### Ausgewählter Textauszug
►

Ein Kampf von historischer Tragweite
Der in Paris zu Arbeit und Arbeitskämpfen forschende Soziologe Francesco Massimo äußerte gegenüber der Wochenzeitung der Freitag, dass es sich dabei um einen Streik von historischer Tragweite handelte. Der Streik von 40.000 Amazon-Beschäftigten war der erste weltweit, „der große Teile des Vertriebsnetzes von Amazon umfasst: Von den großen Lagerhäusern bis zu den Lieferanten, die die Pakete an die Haustür bringen. Das ist historisch. Die bisherigen Streiks in Ländern wie Deutschland, Frankreich, Italien, Spanien oder im vergangenen Jahr in Polen beschränkten sich auf die großen Distributionszentren. Die Gewerkschaften waren nicht in der Lage oder nicht willens, den nächsten Schritt zu gehen. Dass dies jetzt gelungen ist, ist ein wichtiges politisches und symbolisches Signal.“
CGIL, CISL und UIL verlieren an Relevanz
Zum Streik kam es aber erst nach längeren, erfolglosen Verhandlungen. Die drei Gewerkschaften CGIL, CISL und UIL, die trotz nach außen hin härter scheinenden italienischer Gangart sozialpartnerschaftlich ausgerichtet sind, forderten eine tarifliche Regelung der Arbeitsbedingungen beim Internetriesen, auch Themen wie Arbeitsintensität, ‑sicherheit und Gesundheit spielten bei den Verhandlungen eine Rolle. Anfang März endeten die Verhandlungen erfolglos, da sich Amazon weigert, Verantwortung für die Fahrerinnen und Fahrer der Subunternehmen zu übernehmen – vielmehr seien dafür, laut Amazon, die beauftragten Lieferdienste und deren Unternehmerverbände verantwortlich. Daraufhin riefen die Gewerkschaften zum landesweiten Streik auf, der Fahrerinnen, Fahrer und das Logistiknetz miteinschloss.

◄

### Extrahierte Einträge
►

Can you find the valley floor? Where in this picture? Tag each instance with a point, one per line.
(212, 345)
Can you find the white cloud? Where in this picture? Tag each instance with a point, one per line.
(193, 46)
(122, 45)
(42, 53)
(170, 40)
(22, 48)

◄

### Ziel der Aufgabe
Beantworte die folgenden Fragen zum Textauszug über den Amazon-Streik.
(a) Wie viele Amazon-Beschäftigte beteiligten sich an dem Streik?
(b) Worauf beschränkten sich die bisherigen Streiks in Ländern wie Deutschland, Frankreich, Italien, Spanien oder Polen?
(c) Wann endeten die Verhandlungen zwischen den Gewerkschaften und Amazon ohne Erfolg?

### Ergebnis der Aufgabe
(a) Am Streik beteiligten sich 40.000 Amazon-Beschäftigte.
(b) Die bisherigen Streiks beschränkten sich auf die großen Distributionszentren.
(c) Die Verhandlungen endeten Anfang März ohne Erfolg.